*WHAT YOU WILL DO*
Consider the listing below. Extract exactly the lines from the line containing "shrub in the photo above." to the line containing "paw in the photo above.", both included.

○ ○ ○ ○

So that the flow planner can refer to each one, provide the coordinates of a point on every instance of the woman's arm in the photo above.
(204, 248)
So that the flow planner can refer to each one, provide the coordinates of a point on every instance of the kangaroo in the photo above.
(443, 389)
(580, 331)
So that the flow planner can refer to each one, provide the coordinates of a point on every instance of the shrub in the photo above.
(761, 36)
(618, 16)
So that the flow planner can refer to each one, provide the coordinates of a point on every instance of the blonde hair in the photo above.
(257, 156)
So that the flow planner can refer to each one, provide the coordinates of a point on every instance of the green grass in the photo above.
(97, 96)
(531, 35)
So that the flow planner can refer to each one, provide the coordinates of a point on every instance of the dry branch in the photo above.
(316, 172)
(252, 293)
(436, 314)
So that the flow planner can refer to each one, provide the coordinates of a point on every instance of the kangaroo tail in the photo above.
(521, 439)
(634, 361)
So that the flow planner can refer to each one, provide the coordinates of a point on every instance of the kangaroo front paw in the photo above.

○ ○ ○ ○

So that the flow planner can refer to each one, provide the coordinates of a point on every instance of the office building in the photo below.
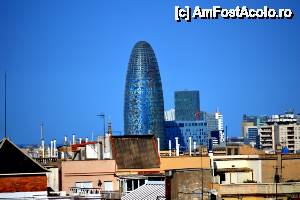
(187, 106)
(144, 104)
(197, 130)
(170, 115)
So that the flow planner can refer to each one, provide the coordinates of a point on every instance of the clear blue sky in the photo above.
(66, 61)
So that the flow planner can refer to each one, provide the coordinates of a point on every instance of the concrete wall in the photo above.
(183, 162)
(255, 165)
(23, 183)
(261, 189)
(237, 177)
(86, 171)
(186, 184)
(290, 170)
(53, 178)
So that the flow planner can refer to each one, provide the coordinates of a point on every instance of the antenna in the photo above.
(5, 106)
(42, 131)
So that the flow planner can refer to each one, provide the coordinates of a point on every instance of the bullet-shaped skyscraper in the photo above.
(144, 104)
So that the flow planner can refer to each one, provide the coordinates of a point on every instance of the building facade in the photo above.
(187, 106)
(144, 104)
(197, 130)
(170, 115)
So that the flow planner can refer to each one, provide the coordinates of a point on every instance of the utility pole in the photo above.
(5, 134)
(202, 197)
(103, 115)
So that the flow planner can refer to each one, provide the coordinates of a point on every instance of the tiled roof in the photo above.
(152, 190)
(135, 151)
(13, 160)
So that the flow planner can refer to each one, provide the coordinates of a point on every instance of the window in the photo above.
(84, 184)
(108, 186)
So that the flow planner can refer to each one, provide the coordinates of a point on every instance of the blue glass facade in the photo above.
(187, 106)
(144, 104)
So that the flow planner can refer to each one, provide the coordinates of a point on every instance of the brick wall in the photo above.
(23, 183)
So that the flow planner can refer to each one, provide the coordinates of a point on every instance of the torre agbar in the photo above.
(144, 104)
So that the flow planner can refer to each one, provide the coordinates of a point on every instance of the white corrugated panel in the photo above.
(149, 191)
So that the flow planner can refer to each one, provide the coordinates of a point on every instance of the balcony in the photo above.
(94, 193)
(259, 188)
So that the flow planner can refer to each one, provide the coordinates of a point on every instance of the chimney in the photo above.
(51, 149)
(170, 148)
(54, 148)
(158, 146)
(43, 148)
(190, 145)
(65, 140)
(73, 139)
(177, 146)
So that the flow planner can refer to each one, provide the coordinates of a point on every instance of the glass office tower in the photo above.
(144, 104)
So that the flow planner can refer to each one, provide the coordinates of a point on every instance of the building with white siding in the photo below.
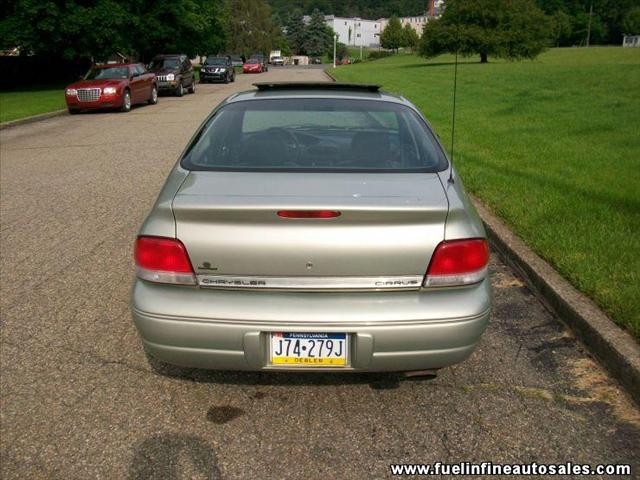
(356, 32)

○ ○ ○ ○

*EXPECTED OUTPUT*
So that the flow planner can refer to each one, provide the coordinates of a point on every instance of the shrub in the photo above.
(761, 36)
(618, 16)
So that the flow planner can refer to each one, provide the coordinates of a point on every instance of the blonde hair in the photo above.
(257, 156)
So that the flow planner can refer to each one, provide the coordinates of a point on every instance of the green grass in the photo above.
(97, 96)
(531, 35)
So that the flow planner can refer to each one, provide the coordinates of a point on every instance of the dry branch in the photo above.
(316, 172)
(252, 293)
(436, 314)
So that the flow planner can refer to each one, provide the coordinates of a point on every instance of the kangaroo tail in the photo above.
(521, 439)
(634, 361)
So that the flow planner can refer to each one, provide the coordinates of a point on every instance of the kangaroo front paw in the photo above.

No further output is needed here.